__Page text__:
= = = = = = =
One truth I have learned about chronic physical pain is the more you fight it the worse it gets. Another is that traditional methods for relieving pain often ignore a crucial player: the mind.
After experiencing only partial pain relief from my spinal fusion 10 months ago, I became convinced that there was another issue that contributing to my chronic pain. This led me to investigate solutions other than additional surgery or the use of medications to treat this pain.
In my previous blog titled “Get Out of Your Chronic Pain and Into Your Life,” I discussed the benefits of Acceptance and Commitment Therapy (ACT) in contending with pain. In this blog, I am going to introduce you to physician Dr. John Sarno whose treatment of chronic pain was featured in a 20/20 segment.
As a brief recap of last week’s blog, it is our attempts to combat or avoid pain that keeps us in the trenches with our pain. Like for many of you, pain killers only reduced my pain; they never eliminated it. I also tried physical therapy, acupuncture, and chiropractic. Again, the relief was only partial and temporary. What was constant was my preoccupation with that pain. I was thinking about it continually throughout the day. Sadly, this preoccupation with pain made my world smaller and smaller. I avoided physical activities that I used to enjoy and withdrew from friends and family because of the pain.
= = = = = = =
__Records provided__:
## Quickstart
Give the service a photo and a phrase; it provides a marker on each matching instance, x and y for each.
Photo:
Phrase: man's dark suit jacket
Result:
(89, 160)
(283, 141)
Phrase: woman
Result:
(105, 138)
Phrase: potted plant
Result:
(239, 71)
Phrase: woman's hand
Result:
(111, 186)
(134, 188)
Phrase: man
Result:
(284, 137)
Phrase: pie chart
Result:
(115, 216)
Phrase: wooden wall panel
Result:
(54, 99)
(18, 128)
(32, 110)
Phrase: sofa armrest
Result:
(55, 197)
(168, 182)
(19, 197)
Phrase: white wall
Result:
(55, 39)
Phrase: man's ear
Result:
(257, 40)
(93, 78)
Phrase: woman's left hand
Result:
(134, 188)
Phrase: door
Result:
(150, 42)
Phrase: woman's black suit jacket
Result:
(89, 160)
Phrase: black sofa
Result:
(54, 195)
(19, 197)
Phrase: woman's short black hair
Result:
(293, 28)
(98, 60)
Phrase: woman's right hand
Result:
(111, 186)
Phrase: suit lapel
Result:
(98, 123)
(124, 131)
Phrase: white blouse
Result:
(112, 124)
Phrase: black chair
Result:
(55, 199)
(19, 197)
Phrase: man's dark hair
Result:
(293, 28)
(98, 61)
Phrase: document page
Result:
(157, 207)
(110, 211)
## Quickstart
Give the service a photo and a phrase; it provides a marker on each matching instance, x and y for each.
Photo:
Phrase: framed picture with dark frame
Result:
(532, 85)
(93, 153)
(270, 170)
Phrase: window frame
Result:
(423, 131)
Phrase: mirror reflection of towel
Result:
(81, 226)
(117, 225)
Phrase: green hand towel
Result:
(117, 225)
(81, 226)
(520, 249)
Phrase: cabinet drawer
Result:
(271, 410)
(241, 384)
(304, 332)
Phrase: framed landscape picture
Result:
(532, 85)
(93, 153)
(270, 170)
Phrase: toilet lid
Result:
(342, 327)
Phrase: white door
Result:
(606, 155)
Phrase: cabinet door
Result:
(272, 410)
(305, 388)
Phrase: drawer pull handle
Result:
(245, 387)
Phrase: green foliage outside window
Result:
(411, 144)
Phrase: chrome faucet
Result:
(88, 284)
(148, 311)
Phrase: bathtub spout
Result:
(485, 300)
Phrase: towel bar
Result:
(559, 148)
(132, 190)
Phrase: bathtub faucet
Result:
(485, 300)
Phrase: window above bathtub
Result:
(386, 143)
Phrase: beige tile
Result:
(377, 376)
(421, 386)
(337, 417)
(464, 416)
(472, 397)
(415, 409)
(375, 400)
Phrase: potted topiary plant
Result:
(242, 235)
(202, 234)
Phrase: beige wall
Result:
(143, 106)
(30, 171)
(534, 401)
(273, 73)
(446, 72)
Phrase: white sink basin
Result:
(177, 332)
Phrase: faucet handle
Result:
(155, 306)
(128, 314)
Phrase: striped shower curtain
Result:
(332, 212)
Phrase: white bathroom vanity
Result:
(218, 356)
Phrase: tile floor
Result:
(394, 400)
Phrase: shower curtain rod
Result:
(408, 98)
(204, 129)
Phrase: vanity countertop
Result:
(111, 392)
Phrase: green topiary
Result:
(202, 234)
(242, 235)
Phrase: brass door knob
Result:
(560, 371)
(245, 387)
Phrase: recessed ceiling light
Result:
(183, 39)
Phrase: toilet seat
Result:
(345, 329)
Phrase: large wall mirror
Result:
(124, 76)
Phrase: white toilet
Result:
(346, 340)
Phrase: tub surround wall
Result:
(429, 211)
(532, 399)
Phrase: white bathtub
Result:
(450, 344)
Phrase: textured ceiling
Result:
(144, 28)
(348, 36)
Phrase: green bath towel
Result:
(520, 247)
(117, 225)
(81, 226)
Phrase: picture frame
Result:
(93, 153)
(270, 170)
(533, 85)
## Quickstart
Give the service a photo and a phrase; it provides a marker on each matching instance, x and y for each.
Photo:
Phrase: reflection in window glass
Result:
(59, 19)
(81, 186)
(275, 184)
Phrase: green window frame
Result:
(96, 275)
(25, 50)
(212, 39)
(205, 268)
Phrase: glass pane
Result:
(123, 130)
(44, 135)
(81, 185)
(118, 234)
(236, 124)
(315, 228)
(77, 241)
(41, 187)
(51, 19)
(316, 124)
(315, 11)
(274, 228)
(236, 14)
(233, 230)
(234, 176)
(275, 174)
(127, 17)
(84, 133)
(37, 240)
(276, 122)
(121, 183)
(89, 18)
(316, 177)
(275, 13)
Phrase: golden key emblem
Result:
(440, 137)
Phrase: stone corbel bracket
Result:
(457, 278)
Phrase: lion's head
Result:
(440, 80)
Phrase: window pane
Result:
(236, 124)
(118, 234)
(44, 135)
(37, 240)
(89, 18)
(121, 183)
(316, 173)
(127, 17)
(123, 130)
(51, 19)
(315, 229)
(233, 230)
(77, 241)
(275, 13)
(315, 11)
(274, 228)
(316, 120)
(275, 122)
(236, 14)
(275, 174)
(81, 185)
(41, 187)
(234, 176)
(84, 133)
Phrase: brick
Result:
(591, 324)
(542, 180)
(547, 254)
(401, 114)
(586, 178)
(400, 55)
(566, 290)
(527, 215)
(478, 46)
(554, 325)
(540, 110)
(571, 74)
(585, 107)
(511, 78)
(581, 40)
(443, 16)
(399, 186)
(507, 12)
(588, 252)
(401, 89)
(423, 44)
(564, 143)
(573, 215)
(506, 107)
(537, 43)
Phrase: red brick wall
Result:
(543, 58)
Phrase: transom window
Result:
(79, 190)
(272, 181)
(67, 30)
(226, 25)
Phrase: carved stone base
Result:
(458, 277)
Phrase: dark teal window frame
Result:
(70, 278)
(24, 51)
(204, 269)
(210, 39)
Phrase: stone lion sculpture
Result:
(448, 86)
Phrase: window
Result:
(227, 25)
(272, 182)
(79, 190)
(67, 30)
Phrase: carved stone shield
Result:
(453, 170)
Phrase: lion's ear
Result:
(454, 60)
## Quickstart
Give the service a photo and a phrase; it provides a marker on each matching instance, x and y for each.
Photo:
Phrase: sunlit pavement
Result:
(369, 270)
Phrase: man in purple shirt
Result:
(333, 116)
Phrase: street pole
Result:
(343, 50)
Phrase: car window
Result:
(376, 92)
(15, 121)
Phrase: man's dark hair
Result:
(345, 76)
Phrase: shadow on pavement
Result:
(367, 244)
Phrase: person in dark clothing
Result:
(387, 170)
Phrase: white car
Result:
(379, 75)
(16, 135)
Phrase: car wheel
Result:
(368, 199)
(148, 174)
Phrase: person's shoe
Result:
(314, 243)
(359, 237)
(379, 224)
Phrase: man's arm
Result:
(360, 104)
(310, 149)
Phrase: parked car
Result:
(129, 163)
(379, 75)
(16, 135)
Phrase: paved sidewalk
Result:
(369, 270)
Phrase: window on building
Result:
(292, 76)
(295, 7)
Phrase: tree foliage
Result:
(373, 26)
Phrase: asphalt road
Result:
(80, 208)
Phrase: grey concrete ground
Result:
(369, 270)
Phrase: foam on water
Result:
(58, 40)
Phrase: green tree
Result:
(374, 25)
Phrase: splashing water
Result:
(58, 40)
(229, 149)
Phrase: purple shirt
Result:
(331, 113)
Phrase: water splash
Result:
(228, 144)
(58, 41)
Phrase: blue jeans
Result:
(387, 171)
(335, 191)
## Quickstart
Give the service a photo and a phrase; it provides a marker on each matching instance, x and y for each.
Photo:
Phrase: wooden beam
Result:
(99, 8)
= = = = = = =
__Work instruction__: Please copy the stretch from "One truth I" through "treat this pain." in the chronic pain post above, word for word.

__Answer to this exercise__:
One truth I have learned about chronic physical pain is the more you fight it the worse it gets. Another is that traditional methods for relieving pain often ignore a crucial player: the mind.
After experiencing only partial pain relief from my spinal fusion 10 months ago, I became convinced that there was another issue that contributing to my chronic pain. This led me to investigate solutions other than additional surgery or the use of medications to treat this pain.